#### Set task
Filter the listing below and copy out every line that contains the string "bird".

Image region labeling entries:
--

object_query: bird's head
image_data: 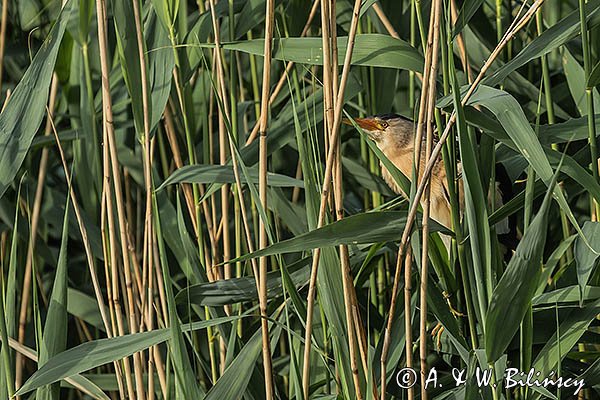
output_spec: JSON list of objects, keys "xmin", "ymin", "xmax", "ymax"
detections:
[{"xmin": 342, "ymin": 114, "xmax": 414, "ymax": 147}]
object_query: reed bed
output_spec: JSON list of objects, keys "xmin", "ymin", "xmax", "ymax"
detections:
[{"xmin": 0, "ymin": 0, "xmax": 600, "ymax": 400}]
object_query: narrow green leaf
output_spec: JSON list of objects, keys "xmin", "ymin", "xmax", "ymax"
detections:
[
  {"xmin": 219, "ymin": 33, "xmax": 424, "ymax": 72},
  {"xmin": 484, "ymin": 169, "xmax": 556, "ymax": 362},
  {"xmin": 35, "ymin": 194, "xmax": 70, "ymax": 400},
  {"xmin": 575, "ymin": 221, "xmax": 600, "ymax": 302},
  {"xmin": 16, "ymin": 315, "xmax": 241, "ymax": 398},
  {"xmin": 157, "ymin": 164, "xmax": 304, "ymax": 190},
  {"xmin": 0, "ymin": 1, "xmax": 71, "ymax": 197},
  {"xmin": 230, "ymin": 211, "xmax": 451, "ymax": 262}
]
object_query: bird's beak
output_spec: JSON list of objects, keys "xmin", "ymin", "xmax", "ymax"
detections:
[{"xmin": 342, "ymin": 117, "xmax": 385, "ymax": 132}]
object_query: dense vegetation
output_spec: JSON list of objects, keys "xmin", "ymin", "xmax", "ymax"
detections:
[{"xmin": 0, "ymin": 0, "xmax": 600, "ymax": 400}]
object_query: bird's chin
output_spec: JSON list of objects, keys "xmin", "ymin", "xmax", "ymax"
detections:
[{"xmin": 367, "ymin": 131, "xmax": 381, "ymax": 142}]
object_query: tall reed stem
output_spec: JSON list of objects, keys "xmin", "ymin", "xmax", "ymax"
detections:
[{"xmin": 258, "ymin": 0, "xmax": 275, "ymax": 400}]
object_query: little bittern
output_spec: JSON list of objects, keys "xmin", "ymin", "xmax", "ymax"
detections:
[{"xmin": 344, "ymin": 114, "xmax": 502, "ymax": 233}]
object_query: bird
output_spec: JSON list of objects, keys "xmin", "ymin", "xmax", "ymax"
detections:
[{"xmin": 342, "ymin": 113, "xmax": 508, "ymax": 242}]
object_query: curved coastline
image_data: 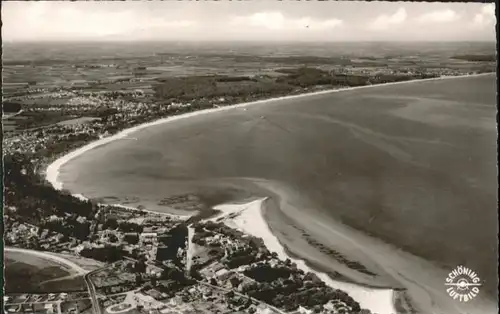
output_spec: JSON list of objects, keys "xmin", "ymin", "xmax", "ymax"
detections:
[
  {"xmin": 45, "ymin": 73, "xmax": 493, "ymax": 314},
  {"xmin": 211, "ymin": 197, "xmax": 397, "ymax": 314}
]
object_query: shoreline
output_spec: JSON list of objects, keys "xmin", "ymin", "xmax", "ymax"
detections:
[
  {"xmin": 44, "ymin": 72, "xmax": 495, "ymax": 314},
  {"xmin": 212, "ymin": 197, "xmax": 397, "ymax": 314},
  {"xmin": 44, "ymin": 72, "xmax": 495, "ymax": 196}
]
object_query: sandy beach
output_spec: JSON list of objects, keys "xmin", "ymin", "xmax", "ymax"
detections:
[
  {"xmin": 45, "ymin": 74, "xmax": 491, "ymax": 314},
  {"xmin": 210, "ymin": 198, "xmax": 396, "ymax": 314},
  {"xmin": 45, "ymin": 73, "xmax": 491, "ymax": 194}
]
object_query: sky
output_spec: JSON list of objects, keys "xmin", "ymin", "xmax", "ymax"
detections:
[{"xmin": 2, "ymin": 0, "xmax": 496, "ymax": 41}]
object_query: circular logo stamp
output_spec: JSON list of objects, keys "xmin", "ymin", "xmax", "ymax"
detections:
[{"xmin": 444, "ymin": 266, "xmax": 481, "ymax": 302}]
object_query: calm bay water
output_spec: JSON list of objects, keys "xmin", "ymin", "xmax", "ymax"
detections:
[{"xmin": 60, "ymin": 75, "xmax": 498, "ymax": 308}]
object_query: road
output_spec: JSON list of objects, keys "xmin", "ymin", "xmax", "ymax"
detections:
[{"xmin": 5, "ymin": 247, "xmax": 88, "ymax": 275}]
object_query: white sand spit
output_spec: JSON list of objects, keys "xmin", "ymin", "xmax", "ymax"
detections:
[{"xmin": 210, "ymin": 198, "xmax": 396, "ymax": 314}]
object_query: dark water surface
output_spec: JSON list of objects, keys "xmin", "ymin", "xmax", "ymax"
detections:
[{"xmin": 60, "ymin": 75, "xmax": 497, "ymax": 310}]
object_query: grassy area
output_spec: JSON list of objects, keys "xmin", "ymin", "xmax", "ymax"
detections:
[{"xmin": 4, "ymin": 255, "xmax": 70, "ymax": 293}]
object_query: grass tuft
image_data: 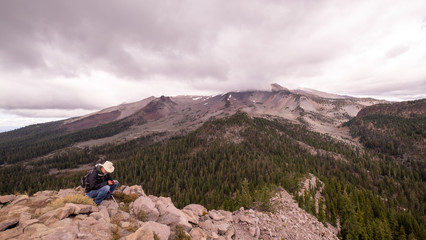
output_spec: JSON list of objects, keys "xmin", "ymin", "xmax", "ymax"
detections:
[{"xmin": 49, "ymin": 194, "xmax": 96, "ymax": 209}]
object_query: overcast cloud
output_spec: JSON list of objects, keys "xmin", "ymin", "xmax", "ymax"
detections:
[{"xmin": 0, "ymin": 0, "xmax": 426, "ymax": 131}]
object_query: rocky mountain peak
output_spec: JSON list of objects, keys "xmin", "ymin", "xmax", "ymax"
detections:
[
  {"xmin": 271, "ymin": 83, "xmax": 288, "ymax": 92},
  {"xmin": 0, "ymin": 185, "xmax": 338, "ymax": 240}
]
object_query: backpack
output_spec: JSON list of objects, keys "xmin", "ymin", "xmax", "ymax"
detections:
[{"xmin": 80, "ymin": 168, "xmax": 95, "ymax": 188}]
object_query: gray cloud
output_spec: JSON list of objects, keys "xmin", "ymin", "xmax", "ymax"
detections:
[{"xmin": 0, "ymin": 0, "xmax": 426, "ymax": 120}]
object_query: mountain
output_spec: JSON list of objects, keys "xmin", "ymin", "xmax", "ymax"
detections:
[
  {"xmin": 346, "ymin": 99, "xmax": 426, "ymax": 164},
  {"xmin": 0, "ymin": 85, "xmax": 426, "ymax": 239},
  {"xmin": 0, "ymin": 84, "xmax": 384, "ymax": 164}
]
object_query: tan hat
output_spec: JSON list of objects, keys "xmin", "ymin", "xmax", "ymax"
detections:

--

#### Solution below
object_query: bird's head
object_query: bird's beak
object_query: bird's chin
object_query: bird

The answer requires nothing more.